* _TUGAS YANG DIKERJAKAN_:
Lanjutkan teks tentang Purwokerto sebagai Kota Satria di bawah ini, mulai setelah kalimat terakhirnya.

* _DOKUMEN_:
|---|

4. Rapi : Keadaan tertata sebagai dampak lanjut dari ketertiban.
5. Indah : Dalam arti enak dilihat dan nyaman
6. Aman : Suasana tentram dan tenang sehingga pembangunan lancar.
Pertumbuhan ekonomi nasional dewasa ini telah berlangsung cukup
significan dan dampaknya berpengaruh langsung terhadap perkembangan
daerah perkotaan, yang biasanya diiringi pula dengan laju pertumbuhan
penduduk yang lebih cepat dari lajunya secara alamiah. Didukung oleh
pesatnya industrialisasi dan perdagangan, maka daerah perkotaan, dalam
hal ini Purwokerto mempunyai peranan yang semakin besar dalam kegiatan
ekonomi nasional. Dengan demikian cita-cita Kota Satria akan segera
terwujud yaitu masyarakat Banyumas atau Purwokerto yang didam-idamkan
yaitu masyarakat yang Gemah Ripah Loh Jinawi Tata Tentrem Kerta Raharja.

|---|

* _Entri data hasil ekstraksi_:
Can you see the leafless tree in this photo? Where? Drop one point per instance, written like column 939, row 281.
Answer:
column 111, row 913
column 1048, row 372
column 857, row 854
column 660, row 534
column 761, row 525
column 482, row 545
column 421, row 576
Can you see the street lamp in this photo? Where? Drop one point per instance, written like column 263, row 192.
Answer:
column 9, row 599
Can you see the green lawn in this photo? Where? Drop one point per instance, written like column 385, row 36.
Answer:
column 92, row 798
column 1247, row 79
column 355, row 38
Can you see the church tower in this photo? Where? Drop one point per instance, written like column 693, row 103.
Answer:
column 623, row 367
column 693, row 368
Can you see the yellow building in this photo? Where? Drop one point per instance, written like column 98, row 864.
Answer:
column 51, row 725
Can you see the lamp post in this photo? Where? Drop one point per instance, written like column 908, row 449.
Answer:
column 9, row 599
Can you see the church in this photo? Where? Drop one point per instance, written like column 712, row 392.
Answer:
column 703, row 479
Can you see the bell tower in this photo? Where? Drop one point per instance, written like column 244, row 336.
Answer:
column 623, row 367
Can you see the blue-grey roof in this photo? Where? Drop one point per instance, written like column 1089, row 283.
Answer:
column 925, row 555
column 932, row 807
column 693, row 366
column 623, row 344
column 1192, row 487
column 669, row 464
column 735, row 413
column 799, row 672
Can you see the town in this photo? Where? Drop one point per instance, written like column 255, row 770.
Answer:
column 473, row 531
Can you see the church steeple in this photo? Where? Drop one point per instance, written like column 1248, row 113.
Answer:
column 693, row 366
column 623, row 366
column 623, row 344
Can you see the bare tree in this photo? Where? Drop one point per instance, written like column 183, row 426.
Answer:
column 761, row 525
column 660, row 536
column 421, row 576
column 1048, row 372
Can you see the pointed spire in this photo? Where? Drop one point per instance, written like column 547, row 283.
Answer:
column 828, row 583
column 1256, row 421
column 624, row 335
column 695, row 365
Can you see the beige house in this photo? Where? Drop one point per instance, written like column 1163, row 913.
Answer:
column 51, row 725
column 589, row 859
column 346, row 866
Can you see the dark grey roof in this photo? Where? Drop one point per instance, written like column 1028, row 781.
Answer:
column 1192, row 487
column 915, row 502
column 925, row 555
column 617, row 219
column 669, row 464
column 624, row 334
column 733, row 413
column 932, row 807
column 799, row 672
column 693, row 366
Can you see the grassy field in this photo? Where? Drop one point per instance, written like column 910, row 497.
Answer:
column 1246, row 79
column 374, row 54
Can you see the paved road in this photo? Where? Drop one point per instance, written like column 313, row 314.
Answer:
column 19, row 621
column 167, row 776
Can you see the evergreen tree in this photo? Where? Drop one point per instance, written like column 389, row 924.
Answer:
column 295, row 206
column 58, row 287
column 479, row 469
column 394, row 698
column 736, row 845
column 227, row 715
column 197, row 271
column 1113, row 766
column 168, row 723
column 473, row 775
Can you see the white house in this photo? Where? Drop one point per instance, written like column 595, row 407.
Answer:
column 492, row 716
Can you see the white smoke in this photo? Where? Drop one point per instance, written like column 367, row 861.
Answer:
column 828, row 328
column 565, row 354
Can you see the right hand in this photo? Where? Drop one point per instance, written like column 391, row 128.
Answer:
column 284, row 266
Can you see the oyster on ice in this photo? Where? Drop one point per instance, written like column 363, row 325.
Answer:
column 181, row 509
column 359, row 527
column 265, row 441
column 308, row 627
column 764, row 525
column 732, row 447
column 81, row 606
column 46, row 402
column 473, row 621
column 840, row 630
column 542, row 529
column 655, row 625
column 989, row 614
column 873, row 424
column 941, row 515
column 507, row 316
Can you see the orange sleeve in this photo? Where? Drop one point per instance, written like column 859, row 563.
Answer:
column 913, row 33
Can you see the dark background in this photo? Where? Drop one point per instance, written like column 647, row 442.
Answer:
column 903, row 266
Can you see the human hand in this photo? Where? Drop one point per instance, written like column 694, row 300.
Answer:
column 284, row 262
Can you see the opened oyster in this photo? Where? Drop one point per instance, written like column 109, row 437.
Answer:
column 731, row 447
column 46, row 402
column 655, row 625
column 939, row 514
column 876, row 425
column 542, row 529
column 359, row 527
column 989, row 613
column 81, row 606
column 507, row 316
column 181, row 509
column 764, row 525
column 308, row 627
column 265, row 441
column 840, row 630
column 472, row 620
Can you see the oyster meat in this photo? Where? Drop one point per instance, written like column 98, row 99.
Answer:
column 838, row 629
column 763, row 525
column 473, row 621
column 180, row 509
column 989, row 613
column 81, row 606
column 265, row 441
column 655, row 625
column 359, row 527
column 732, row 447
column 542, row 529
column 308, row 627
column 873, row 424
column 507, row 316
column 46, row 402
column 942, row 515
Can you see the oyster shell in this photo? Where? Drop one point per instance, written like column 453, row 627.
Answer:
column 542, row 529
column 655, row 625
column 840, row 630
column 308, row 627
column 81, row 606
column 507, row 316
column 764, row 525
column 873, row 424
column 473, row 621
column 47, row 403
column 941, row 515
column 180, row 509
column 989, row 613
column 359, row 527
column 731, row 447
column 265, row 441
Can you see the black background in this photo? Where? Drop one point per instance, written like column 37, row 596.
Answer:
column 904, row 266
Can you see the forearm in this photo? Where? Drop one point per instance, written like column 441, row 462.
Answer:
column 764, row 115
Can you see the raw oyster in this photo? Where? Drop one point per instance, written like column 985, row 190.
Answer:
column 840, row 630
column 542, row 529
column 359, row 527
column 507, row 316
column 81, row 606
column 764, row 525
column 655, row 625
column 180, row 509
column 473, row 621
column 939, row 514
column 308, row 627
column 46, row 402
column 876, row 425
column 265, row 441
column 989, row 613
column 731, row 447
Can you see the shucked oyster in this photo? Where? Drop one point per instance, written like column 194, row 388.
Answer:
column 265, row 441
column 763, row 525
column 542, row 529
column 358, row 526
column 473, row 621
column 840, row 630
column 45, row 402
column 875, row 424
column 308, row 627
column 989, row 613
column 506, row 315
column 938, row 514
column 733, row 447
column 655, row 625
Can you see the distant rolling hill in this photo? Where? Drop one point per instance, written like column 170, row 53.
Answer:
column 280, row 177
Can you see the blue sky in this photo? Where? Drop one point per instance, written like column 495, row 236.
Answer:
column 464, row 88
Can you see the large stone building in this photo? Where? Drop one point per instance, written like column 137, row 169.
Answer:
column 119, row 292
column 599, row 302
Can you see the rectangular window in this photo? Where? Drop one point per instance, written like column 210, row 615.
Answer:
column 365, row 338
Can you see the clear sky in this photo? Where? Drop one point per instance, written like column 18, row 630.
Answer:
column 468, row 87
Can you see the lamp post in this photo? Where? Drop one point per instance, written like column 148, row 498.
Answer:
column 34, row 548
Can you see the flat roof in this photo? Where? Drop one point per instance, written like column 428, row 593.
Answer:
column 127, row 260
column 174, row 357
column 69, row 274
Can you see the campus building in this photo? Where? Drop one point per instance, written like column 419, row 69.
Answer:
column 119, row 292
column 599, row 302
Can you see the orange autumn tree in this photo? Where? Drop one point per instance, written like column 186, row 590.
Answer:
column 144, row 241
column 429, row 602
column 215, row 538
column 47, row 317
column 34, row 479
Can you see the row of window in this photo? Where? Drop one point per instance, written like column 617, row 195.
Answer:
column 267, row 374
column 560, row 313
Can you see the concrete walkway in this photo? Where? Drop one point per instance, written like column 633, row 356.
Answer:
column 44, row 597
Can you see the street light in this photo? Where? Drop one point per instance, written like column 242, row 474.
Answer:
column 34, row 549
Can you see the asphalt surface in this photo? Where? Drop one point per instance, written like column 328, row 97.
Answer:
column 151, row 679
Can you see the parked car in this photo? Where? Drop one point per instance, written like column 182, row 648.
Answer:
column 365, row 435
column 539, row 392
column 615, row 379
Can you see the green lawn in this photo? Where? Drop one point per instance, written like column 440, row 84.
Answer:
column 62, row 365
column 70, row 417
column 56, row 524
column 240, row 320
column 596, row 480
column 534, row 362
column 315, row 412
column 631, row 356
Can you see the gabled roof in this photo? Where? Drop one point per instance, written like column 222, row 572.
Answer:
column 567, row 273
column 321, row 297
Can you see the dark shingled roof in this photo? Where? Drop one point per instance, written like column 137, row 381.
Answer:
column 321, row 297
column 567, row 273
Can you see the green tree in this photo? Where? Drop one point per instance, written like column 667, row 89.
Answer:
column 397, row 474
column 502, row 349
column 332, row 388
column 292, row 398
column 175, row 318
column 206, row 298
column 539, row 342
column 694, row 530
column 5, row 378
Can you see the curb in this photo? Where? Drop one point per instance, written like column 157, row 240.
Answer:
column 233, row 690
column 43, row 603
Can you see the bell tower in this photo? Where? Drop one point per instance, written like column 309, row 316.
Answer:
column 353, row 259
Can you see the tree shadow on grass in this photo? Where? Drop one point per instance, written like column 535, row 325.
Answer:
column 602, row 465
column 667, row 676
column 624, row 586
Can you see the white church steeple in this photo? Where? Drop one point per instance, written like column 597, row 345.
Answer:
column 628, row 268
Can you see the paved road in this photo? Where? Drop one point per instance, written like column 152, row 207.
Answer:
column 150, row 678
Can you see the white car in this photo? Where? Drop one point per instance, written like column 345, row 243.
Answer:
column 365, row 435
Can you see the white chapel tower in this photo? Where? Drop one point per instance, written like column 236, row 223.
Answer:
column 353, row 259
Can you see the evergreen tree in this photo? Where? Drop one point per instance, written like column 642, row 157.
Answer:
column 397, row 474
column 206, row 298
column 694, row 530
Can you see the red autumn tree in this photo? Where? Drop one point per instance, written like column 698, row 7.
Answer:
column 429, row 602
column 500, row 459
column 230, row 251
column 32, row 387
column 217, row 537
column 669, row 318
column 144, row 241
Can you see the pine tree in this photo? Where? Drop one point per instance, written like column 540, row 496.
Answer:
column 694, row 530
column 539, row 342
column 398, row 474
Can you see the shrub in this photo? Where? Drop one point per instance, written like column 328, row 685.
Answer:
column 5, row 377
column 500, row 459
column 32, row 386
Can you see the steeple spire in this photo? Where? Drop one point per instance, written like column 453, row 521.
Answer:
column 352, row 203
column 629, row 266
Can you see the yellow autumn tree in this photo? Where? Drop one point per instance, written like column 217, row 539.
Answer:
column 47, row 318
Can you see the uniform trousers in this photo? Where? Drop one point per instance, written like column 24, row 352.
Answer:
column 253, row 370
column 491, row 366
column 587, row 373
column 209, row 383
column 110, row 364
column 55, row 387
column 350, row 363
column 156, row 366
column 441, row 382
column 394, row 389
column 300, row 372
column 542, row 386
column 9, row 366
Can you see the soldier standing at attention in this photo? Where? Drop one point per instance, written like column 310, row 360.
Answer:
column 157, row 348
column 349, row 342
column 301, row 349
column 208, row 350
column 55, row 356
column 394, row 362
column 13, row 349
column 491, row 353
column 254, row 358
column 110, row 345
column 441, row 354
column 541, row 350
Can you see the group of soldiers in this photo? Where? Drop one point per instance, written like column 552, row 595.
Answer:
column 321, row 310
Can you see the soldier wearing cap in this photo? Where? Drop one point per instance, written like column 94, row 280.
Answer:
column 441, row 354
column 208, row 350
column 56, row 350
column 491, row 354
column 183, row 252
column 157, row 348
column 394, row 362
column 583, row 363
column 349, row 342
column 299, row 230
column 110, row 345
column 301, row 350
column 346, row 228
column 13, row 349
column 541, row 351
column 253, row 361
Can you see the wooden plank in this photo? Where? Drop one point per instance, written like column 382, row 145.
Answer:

|---|

* _HASIL LATIHAN_:
Purwokerto adalah kota kecil yang cukup berkembang dan berkualitas.
Banyak tokoh yang jadi pahlawan serta jadi pengharum nama Bangsa yang
lahir dari kota ini.
Pada awalnya Purwokerto adalah sebuah hutan dan mulai ada perkampungan
sejak pertengahan abad 18M. Purwokerto awalnya didirikan di sebelah
utara pasar Wage. Makam Kyai Purwo sebagai bukti sejarah awal berdirinya
Purwokerto.
Asal usul kota Purwokerto
Ketika terjadi pemberontakan Cina yang sering disebut geger Pacinan pada
tahun 1742M, banyak pembesar Kraton Kartasura lari meninggalkan kraton.
Sebagian lari ke arah timur. Konon Sunan Pakubuwono termasuk yang lari
ke arah timur.
Sesampai di sebuah desa beliau beristirahat di bawah pohon mangga sambil
makan buah mangga, Ketika beristirahat Sang Sunan bersabda kepada para
pengikutnya : Saksikanlah, suatu ketika tempat ini diberi nama Pelem
Wulung. Pelem artinya mangga dan Wulung adalah jenis suatu mangga.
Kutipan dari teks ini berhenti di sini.